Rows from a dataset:
● ● ● ●
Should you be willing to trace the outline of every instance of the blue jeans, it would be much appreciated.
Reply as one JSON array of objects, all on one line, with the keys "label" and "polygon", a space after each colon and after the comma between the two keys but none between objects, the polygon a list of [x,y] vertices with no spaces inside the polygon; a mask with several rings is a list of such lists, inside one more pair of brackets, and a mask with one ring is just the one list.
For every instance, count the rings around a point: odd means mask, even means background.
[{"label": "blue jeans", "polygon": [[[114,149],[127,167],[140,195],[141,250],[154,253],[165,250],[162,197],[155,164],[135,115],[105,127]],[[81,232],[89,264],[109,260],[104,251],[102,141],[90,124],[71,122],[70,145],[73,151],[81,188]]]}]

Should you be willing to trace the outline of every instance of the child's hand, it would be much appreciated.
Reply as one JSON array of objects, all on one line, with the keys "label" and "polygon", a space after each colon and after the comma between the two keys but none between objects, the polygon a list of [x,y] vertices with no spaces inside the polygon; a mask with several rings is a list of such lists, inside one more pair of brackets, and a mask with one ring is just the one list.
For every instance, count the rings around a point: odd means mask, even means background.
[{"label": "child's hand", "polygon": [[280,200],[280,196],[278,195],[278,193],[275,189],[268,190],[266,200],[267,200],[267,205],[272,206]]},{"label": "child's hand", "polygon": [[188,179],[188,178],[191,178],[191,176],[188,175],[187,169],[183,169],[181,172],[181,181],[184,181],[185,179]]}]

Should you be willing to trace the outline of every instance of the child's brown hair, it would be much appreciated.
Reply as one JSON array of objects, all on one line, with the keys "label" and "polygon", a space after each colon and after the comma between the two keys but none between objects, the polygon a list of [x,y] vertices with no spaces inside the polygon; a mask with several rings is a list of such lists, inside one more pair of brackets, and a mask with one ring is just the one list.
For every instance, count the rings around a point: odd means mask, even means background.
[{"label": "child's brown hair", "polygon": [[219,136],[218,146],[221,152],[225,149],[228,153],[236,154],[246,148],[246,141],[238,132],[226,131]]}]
● ● ● ●
Aim
Count the lines in the entries above that contain the word "much", and state only the number.

Full solution
3